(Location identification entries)
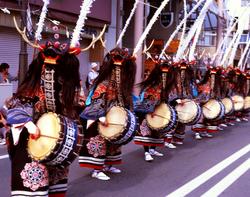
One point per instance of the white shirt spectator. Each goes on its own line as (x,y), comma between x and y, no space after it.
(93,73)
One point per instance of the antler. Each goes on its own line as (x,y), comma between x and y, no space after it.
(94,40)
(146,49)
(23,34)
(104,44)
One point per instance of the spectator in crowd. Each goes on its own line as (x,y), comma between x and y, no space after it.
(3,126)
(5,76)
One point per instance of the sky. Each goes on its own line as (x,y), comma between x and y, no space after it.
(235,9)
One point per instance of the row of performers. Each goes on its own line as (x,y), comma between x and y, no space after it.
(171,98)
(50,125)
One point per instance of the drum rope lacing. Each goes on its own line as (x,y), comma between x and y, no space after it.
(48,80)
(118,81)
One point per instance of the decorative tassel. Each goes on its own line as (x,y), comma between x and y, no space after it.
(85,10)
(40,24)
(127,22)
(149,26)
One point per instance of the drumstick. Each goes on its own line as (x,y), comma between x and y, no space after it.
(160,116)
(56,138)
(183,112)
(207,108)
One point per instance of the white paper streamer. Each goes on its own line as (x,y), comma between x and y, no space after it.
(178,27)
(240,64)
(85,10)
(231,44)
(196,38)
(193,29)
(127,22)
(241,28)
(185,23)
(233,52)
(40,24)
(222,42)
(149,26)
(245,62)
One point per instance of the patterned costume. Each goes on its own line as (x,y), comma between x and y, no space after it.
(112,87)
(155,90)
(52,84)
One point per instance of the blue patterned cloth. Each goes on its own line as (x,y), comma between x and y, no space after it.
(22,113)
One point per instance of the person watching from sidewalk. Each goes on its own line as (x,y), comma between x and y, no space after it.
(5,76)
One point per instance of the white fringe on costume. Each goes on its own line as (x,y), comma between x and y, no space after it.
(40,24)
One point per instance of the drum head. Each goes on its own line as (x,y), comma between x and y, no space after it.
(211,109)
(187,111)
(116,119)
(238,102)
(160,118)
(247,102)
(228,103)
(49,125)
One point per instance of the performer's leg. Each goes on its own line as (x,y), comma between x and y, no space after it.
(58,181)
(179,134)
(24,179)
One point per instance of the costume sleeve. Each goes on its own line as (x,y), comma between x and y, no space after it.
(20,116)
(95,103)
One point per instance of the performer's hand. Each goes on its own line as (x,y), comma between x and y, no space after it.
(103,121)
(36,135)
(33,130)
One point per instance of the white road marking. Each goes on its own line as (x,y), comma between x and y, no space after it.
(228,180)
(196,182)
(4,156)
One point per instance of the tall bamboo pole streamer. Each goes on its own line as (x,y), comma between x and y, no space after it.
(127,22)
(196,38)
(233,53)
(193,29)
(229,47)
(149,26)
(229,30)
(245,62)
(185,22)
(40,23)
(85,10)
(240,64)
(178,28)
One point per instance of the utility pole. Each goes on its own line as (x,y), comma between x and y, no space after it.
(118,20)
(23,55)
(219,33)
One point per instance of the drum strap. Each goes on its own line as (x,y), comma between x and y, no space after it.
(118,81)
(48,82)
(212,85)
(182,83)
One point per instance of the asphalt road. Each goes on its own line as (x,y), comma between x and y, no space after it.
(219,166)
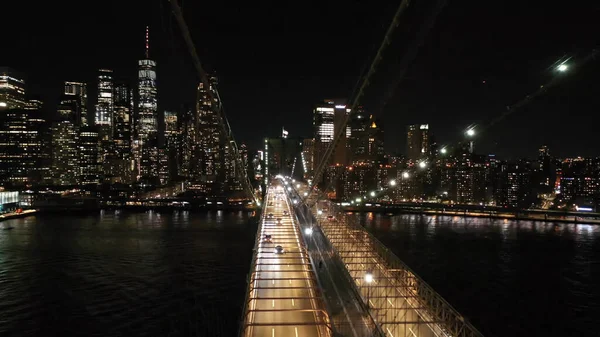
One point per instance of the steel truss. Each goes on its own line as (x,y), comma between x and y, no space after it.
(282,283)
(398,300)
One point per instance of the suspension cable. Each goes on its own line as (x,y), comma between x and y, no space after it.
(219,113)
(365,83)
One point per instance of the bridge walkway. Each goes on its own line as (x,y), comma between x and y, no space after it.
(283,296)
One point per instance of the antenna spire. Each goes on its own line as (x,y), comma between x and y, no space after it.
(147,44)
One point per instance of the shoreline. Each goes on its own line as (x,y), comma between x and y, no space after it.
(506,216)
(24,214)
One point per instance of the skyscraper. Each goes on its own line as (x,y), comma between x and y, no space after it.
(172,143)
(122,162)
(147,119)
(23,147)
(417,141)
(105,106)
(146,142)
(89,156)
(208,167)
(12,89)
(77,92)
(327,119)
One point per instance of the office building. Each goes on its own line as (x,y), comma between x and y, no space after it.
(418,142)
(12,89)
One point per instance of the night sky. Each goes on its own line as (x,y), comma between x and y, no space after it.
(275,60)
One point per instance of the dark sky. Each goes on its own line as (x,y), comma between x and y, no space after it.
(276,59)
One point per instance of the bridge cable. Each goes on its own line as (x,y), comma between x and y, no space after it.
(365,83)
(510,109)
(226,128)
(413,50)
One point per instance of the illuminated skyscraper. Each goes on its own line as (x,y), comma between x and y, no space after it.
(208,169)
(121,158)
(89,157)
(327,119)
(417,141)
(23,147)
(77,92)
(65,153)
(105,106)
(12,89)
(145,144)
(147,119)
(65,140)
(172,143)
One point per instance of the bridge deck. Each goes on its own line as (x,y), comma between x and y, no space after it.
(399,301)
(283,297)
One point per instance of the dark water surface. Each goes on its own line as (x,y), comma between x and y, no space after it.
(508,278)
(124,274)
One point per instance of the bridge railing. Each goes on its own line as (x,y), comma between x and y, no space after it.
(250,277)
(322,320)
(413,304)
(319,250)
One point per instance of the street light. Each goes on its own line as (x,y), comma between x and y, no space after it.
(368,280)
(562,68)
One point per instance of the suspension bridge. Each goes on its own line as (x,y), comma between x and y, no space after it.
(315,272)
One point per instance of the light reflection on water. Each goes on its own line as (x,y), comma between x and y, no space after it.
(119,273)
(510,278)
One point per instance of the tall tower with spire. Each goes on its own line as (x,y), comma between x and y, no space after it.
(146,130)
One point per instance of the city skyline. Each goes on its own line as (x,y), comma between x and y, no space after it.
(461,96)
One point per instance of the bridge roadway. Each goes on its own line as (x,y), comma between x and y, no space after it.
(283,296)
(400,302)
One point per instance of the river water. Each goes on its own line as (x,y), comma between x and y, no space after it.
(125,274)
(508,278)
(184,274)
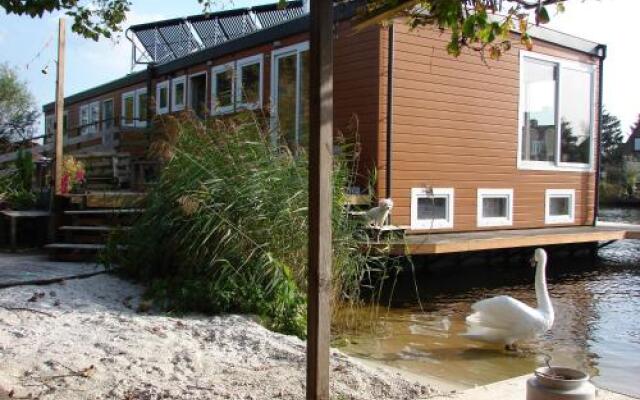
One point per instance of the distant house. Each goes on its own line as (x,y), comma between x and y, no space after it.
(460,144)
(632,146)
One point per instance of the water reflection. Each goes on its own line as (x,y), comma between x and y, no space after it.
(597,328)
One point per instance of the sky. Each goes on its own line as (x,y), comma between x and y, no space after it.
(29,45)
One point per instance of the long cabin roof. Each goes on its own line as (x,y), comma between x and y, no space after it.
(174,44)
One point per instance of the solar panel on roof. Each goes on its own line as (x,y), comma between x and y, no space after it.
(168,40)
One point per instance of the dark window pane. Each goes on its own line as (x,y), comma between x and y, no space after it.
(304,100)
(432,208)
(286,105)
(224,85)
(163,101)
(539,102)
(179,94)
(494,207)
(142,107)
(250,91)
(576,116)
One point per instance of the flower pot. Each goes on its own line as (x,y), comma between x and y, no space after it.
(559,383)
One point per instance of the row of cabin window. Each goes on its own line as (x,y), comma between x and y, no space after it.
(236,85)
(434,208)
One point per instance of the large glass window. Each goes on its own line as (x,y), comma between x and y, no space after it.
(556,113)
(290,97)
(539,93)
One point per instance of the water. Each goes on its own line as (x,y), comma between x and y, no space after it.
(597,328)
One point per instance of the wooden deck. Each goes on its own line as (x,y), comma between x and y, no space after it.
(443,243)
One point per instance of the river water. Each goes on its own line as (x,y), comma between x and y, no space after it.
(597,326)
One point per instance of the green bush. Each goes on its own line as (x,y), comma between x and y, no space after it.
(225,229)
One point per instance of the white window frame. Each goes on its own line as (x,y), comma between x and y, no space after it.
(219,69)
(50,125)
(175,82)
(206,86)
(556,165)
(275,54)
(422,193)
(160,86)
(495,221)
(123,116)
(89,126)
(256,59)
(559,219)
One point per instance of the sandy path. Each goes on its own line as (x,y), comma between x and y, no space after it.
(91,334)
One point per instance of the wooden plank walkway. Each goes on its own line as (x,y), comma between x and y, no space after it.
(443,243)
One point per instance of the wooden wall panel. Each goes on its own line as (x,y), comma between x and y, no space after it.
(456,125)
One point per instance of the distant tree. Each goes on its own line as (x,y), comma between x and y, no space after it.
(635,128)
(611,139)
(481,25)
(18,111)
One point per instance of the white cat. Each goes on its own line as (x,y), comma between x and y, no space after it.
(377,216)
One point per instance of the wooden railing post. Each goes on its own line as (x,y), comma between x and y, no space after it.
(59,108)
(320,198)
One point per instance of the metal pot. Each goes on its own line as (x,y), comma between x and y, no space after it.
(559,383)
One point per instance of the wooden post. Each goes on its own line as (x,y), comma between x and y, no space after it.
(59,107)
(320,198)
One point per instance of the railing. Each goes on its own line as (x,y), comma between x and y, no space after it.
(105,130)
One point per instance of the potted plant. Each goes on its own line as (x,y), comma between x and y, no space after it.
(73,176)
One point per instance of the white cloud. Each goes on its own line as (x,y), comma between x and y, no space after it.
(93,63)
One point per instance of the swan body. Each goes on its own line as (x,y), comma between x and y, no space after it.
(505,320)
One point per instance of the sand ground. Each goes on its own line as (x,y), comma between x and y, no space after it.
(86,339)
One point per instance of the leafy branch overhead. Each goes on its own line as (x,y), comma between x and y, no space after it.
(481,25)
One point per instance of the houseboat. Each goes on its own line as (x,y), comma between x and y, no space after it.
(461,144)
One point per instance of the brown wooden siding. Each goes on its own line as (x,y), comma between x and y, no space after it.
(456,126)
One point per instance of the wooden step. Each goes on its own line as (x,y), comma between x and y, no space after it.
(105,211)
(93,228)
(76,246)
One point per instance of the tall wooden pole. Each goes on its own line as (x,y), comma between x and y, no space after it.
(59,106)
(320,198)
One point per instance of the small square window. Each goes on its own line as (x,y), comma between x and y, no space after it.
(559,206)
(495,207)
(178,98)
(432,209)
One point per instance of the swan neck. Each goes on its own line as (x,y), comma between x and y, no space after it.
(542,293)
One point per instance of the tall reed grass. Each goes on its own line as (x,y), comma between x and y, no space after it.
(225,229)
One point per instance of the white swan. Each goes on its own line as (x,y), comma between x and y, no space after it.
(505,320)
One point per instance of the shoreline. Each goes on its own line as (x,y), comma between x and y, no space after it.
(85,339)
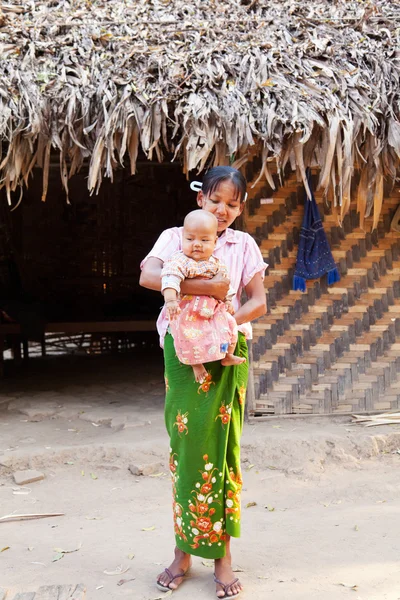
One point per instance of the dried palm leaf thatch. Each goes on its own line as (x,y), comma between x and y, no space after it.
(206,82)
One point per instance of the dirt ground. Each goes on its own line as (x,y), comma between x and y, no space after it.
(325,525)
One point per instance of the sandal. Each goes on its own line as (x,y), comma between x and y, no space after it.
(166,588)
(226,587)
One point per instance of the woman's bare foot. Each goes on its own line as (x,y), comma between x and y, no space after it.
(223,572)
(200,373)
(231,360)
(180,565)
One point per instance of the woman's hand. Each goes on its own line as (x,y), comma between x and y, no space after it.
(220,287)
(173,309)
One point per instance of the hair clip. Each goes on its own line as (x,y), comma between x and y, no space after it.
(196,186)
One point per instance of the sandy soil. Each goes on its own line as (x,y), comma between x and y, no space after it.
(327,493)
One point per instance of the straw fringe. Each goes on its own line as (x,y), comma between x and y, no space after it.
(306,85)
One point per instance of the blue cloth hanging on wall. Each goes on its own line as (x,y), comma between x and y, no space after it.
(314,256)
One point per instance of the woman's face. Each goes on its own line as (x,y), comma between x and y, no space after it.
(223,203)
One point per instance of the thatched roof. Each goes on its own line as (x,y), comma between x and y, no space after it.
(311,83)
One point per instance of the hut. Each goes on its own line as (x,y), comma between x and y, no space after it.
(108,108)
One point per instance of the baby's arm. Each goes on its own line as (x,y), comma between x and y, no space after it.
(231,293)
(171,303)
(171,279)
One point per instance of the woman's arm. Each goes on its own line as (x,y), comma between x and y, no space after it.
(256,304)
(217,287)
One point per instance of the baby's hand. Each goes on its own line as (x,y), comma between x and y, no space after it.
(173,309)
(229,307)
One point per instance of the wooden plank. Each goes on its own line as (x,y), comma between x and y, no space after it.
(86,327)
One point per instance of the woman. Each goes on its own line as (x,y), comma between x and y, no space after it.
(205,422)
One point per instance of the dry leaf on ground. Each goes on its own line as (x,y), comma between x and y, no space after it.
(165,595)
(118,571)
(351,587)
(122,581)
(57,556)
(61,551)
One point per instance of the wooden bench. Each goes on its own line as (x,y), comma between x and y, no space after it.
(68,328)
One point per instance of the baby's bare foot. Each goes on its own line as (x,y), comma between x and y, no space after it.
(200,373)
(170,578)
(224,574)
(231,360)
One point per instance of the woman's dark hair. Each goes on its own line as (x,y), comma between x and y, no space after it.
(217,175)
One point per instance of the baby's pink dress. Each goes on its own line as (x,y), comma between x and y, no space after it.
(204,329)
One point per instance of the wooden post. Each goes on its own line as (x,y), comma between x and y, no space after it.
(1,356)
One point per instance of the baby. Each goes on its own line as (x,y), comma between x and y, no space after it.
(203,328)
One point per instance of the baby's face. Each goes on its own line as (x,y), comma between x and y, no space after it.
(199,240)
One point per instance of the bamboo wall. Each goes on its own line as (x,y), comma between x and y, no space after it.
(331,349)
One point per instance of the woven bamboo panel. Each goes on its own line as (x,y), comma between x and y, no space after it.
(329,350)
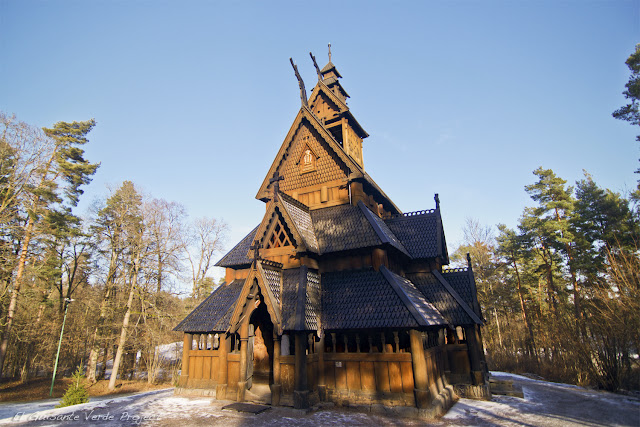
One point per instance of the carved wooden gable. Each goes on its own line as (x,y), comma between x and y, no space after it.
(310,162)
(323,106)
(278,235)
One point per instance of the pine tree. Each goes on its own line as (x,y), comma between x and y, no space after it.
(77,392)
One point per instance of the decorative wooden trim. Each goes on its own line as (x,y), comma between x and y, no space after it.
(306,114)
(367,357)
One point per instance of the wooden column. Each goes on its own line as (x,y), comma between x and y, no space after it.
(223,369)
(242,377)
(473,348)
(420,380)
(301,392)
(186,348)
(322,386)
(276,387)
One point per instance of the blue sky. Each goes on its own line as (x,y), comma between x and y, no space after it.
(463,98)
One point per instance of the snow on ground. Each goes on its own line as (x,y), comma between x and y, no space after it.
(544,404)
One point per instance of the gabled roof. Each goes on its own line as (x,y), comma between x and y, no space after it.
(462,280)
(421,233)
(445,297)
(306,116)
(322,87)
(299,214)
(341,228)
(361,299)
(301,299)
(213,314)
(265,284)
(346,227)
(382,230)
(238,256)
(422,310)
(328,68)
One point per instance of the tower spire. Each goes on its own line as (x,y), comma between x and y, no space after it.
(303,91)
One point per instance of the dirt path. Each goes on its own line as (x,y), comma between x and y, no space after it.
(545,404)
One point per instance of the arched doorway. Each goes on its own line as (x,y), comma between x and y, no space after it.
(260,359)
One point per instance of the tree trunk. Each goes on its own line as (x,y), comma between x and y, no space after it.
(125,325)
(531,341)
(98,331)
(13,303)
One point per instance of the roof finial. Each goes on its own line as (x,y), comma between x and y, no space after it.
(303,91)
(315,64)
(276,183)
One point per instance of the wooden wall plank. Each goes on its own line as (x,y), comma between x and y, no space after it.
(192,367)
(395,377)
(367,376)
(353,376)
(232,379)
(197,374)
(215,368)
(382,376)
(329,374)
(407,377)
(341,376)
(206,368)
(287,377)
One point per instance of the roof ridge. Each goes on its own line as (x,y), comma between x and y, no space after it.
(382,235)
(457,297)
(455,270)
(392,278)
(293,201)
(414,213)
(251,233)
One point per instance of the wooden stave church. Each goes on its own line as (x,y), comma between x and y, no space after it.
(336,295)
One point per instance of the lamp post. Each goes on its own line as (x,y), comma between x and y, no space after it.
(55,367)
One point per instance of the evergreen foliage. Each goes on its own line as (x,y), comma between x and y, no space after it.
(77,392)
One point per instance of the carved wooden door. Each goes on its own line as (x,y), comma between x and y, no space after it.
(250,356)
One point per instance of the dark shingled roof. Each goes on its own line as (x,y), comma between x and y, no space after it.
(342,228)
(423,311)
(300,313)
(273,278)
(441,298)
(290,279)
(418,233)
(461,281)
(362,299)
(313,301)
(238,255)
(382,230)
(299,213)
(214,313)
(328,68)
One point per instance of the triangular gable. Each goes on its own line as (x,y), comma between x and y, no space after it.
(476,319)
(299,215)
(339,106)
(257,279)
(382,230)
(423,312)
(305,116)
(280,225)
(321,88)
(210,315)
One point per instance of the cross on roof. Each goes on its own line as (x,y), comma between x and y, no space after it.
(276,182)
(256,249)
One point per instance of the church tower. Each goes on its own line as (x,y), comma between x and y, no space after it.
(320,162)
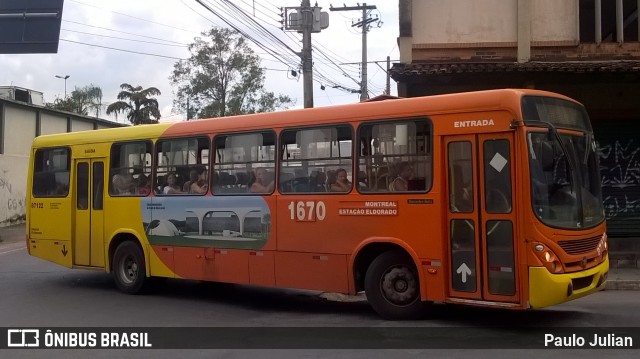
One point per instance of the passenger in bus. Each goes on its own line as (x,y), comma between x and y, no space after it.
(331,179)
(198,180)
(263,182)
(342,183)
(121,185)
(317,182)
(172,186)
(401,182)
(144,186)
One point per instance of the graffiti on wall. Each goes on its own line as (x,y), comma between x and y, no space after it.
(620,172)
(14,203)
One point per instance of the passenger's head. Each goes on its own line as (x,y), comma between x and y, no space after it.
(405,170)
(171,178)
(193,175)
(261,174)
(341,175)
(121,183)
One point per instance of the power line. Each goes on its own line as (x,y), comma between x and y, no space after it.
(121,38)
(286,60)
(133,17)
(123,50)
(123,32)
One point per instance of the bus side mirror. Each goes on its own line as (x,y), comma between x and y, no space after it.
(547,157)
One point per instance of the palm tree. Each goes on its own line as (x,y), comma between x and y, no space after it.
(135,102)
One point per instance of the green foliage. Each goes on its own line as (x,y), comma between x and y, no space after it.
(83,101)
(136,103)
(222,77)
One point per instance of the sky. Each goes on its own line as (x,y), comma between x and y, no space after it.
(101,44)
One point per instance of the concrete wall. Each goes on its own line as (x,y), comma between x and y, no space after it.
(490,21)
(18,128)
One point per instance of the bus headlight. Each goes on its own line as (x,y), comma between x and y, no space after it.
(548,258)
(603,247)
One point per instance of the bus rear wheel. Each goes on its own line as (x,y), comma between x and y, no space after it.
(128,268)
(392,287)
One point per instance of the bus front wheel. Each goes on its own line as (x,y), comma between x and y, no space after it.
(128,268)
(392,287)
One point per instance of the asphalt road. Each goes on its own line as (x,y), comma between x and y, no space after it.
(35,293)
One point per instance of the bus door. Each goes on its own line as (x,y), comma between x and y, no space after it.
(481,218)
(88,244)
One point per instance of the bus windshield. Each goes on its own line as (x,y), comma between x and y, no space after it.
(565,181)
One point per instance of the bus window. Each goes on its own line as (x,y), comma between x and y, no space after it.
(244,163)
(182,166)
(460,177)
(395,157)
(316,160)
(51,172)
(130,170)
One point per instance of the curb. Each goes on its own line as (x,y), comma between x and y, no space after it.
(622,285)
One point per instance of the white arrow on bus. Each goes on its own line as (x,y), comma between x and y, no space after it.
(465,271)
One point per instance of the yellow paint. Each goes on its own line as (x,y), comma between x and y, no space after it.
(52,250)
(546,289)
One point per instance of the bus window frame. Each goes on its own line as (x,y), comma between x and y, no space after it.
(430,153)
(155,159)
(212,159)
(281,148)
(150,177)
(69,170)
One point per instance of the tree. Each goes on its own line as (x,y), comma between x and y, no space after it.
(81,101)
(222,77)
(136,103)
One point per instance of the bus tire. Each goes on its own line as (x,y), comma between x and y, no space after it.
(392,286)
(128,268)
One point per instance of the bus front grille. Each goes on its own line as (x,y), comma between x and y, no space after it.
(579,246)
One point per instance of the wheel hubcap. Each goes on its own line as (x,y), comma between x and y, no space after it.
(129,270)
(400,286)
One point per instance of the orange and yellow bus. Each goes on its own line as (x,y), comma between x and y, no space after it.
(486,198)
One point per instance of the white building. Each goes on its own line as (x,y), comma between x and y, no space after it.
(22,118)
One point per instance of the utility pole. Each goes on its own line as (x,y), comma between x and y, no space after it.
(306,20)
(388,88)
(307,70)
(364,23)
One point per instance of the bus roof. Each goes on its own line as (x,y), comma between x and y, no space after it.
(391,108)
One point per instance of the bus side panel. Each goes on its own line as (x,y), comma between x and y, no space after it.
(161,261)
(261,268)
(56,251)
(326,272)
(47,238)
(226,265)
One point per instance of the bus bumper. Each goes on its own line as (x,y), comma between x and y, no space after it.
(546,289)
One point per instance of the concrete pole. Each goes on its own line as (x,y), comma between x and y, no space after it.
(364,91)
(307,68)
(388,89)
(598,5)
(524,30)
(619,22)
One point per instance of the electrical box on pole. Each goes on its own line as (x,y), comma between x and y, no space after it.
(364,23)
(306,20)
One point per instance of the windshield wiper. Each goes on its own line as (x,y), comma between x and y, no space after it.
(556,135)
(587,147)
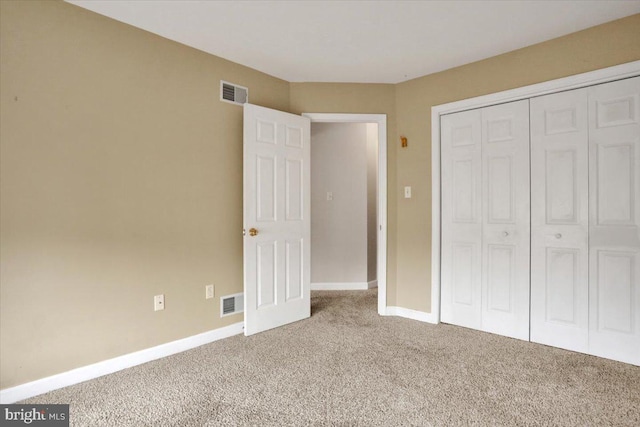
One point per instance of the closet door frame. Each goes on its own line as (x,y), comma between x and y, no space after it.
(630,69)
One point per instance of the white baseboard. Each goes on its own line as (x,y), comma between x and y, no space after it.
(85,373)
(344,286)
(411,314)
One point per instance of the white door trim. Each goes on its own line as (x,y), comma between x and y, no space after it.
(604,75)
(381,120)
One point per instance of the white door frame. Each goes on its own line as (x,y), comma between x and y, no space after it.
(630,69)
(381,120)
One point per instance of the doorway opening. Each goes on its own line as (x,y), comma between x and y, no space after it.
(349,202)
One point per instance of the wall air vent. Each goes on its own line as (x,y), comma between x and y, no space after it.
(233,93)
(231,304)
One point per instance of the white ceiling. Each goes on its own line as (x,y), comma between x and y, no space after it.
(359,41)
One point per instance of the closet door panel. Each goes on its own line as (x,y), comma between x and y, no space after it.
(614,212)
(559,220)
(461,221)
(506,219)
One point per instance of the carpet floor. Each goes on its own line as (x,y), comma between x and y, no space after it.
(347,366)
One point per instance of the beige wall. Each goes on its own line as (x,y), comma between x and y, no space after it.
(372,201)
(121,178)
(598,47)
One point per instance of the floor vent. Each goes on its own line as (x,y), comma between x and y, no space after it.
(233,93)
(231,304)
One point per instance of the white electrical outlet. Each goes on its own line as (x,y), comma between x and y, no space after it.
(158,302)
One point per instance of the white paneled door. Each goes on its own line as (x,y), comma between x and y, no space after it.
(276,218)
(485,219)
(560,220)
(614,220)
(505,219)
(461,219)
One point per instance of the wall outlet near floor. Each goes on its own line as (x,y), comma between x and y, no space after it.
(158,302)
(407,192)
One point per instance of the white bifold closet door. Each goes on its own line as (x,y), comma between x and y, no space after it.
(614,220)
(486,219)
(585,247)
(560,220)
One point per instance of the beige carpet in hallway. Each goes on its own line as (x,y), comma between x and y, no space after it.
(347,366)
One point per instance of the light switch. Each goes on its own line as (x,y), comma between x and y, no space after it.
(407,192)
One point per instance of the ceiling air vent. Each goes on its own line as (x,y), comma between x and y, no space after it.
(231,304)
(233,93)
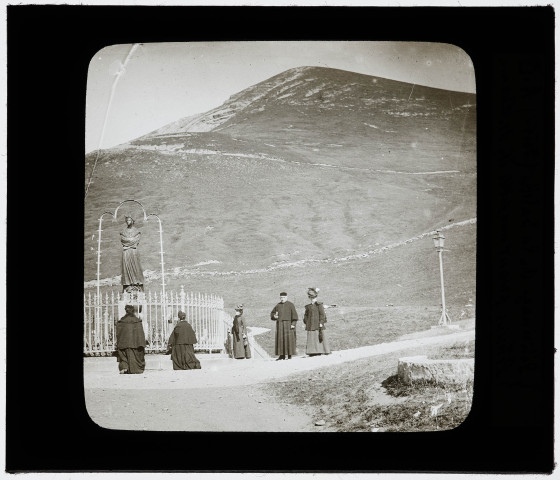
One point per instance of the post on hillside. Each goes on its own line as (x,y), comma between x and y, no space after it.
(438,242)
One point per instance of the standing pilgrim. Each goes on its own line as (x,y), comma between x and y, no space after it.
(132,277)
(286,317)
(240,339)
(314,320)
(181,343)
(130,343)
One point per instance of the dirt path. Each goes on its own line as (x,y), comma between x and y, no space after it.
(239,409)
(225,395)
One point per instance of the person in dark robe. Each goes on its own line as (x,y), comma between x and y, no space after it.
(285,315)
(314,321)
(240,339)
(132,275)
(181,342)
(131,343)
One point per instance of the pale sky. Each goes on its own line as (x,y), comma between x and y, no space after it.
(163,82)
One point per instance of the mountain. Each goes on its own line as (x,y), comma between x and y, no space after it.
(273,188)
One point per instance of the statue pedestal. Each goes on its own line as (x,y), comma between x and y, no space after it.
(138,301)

* What needs to be done *
Starting from the line where "One point per instance of the ceiling" appears, copy every line through the end of the material, both ends included, but no pictures.

* Answer to the task *
One point per instance of the ceiling air vent. Each goes on its own line as (x,y), comma between x and y, no space after it.
(231,304)
(233,93)
One point per instance of the post on hillside. Each goes on its own line as (x,y), comma between x and y, no space after it.
(438,242)
One point per instance of the standing pilgrim. Each goes on its own line as (x,y), comma between x and y, no space after it.
(132,277)
(286,317)
(240,339)
(314,320)
(181,343)
(130,343)
One point per instance of the dirt path. Each goes on its own line as (x,y), comma between x and y, no space after it.
(239,409)
(225,395)
One point per instance of the person in dark robe. Each goes on its own line as (x,y), comma between x and y, no space after it.
(285,315)
(314,321)
(240,339)
(132,275)
(181,342)
(131,343)
One point per instance of the pale sky. Each goes on its own line as (x,y), comma between x and y, no space after it.
(163,82)
One point per instance of the mountain. Each goes on its own line as (x,y), comma between x and y, no space after it.
(273,188)
One point per instance of the statue pedestal. Each goes on its own line as (x,y), comma between x and y, no space after it.
(138,301)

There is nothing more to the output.